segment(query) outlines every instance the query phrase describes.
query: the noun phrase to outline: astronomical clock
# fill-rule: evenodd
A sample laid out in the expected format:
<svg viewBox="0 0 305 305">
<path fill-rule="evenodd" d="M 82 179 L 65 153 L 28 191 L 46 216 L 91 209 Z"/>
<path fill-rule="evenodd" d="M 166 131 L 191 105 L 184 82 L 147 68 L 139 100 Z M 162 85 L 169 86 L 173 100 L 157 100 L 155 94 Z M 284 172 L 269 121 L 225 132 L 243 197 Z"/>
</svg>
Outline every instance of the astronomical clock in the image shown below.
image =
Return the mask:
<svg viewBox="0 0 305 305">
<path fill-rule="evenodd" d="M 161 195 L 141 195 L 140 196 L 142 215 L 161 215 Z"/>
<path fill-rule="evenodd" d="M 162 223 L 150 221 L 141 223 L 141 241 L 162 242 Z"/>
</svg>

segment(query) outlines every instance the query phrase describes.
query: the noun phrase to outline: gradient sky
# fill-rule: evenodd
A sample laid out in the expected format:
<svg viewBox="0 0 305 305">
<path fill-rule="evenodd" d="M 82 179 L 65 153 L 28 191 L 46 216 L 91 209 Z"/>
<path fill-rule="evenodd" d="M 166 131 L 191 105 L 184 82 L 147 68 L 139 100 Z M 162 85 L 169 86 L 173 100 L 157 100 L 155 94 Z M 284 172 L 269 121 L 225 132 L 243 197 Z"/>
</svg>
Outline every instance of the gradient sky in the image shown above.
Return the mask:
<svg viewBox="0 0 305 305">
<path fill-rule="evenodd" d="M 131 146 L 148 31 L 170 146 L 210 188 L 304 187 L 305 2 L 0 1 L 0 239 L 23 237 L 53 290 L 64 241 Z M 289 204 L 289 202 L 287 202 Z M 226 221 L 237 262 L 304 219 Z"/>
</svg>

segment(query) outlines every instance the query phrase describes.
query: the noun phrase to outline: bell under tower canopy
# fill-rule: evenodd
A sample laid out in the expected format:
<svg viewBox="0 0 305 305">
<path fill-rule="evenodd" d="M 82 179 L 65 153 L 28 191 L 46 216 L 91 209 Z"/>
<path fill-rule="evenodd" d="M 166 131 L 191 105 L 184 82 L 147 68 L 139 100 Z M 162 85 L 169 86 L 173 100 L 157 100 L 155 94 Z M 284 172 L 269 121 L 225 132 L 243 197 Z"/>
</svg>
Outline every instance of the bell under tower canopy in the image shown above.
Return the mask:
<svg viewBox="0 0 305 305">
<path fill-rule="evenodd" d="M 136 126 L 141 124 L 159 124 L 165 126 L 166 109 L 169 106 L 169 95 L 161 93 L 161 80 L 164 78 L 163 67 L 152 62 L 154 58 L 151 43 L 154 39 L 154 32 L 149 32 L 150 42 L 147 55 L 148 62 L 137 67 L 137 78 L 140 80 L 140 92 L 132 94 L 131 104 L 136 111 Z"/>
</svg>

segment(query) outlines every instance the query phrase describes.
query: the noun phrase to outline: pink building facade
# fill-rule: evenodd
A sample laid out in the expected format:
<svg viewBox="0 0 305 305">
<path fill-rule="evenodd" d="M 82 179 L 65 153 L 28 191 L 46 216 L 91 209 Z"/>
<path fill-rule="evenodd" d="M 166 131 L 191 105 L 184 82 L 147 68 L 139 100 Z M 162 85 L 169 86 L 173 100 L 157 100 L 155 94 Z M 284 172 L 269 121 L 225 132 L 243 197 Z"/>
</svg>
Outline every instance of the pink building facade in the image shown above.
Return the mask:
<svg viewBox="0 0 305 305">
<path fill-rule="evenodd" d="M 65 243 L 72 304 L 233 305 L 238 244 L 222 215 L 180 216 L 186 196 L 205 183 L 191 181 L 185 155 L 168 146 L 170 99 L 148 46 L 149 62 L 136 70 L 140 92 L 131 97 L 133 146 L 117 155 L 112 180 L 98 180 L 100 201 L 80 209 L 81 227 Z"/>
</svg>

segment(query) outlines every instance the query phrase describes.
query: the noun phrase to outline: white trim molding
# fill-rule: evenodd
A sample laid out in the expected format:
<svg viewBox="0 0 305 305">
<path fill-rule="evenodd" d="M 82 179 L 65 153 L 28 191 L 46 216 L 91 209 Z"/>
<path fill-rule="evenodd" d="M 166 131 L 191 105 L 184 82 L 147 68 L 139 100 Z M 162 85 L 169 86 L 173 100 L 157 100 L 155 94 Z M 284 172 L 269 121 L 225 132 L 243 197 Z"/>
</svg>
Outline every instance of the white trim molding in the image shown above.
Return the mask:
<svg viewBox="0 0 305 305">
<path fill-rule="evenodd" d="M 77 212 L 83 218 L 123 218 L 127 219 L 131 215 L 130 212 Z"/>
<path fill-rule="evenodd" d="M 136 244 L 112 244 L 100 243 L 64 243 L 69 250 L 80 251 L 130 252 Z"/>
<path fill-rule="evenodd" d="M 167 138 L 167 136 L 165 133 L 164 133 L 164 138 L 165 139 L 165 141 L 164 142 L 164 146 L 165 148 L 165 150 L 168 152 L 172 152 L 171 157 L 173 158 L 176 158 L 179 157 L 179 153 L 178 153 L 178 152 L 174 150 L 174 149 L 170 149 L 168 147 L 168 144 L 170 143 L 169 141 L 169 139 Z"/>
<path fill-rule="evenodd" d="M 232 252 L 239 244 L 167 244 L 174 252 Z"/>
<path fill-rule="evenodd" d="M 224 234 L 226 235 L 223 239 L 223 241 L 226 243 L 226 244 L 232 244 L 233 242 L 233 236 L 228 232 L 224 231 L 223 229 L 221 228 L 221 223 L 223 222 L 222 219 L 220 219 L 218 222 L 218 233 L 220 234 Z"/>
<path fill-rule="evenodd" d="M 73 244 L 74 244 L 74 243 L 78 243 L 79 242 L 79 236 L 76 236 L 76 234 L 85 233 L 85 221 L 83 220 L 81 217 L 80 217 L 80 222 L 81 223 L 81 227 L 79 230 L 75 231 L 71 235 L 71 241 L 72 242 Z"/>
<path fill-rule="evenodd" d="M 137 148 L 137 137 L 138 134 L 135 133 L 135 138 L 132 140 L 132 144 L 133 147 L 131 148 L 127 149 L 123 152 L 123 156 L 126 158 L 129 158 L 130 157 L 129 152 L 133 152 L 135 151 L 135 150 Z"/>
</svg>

| Short task |
Gather every line of the data above that contains the string "pink". Case counts.

| The output |
query: the noun phrase to outline: pink building facade
Outline every instance of the pink building facade in the image shown above.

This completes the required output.